# [SET PROBLEM 1]
Reproduce everything in the court opinion excerpt below from "Q. So the only" down to "CONCLUSIONS OF LAW.", word for word.

==== DOCUMENT SECTION

Billy Don resided with his father and mother until he was 17 years old, at which time the family resided in Coal City, Ill. On March 8, 1961, Billy Don ran away from home because he wanted to quit school and get out on his own for a little while, although his parents wanted him to continue his schooling. There was friction between Billy Don and his father on that account. He first went to live with an aunt in Kankakee, Ill., about 35 miles away. He wrote his parents where he was and visited them occasionally on week ends, but stayed away until about the middle of August. At that time, his father and a Baptist minister, a family adviser, urged him to come home, and he agreed. His parents wanted him to go back to school, but Billy Don wanted to get a job. He tried to find a job, but after his efforts had been unsuccessful for 2½ to 3 weeks, he decided that he wanted to go into the Navy. Consequently, a little over a month after his return home, Billy Don voluntarily joined the Navy on September 25, 1961. He served in the Navy for more than two years, and was, of course, entirely independent of his parents during this time. When he enlisted, he left his clothes and personal effects at his parents' home and gave as his home address his parents' home in Coal City. He spent two leaves of absence with his parents. In mid-September of 1963, he went AWOL. Instead of going home, he came to Lynchburg, where he had friends, and spent twelve days or more *508 in this vicinity, working a part of the time in apple orchards. Finally, he hitch-hiked from Lynchburg to his parents' home, where he spent one day, and his father took him to Chicago and gave him enough money to travel by rail to his station in Norfolk. Instead, he hitchhiked until he became involved in the accident on September 17, 1963, which is the basis of this litigation. In December, 1963, he was discharged by the Navy as being unsuitable for Naval service. After being discharged, he returned to Lynchburg, where he stayed a week or more before returning to his father's home in Coal City. He remained in his father's home for less than a month, leaving about January 10, 1965.
The matter of Billy Don's residence in his father's home may be briefly summarized by the following questions and answers on cross-examination in Billy Don's deposition:
"Q. From March, 1961 until you returned home in mid-August of 1961 you were living away from home.
A. Yes, sir.
Q. Then you returned home briefly and went in the Navy.
A. Yes, sir.
Q. Then when discharged from the Navy you were home briefly and you left and have had many different addresses since that time.
A. Yes, sir.
Q. So the only times you were home were just brief periods during the times that I am speaking ofthat is, March '61 to August of '61 and from December 1963 when you were discharged from the Navy until right nowthe only times you have been home during any of those periods were just brief periods but basically or essentially you were seeking jobs elsewhere and living elsewhere. Is that correct?
A. Just about. I don't think I have lived at home more than two months at a stretch since I left home in '61."
I find as a fact that on September 17, 1963, the date of the accident, Billy Don Bowden was not a resident of his father's household.
CONCLUSIONS OF LAW.

========

# [SET PROBLEM 2]
List each line of the records below that contains the string "photo". Case counts.

==== AVAILABLE RECORDS

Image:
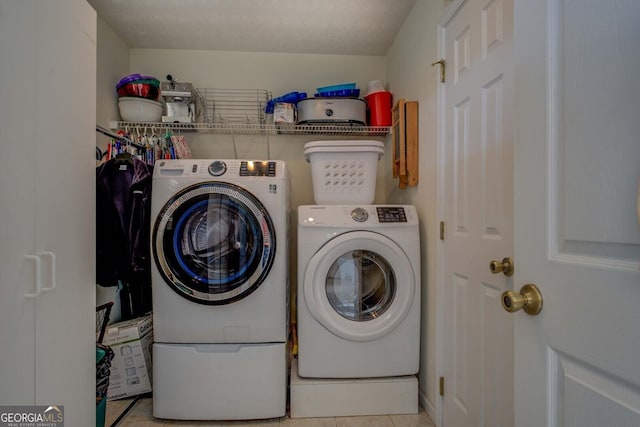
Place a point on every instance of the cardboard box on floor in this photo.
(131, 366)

========
==== AVAILABLE RECORDS

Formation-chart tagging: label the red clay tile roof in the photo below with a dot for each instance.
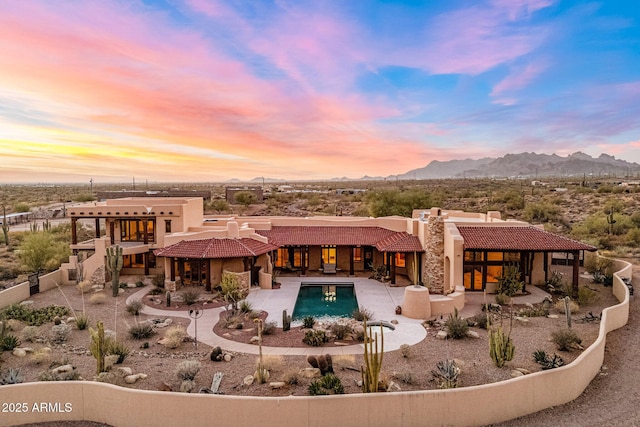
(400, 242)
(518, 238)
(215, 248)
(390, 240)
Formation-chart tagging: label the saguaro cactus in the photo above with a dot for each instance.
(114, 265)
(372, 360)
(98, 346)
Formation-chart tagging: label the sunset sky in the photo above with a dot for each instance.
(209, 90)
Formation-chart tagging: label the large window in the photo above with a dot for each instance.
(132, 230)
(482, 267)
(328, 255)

========

# [FULL OUTPUT 1]
Q. So the only times you were home were just brief periods during the times that I am speaking ofthat is, March '61 to August of '61 and from December 1963 when you were discharged from the Navy until right nowthe only times you have been home during any of those periods were just brief periods but basically or essentially you were seeking jobs elsewhere and living elsewhere. Is that correct?
A. Just about. I don't think I have lived at home more than two months at a stretch since I left home in '61."
I find as a fact that on September 17, 1963, the date of the accident, Billy Don Bowden was not a resident of his father's household.
CONCLUSIONS OF LAW.

# [FULL OUTPUT 2]
Place a point on every instance of the cardboard box on floor in this photo.
Formation-chart tagging: label the red clay tile roof in the photo below with a dot for each instance.
Formation-chart tagging: label the saguaro cactus in the photo above with a dot for each instance.
Formation-chart tagging: label the sunset sky in the photo above with a dot for each instance.
Formation-chart tagging: label the large window in the photo above with a dot for each instance.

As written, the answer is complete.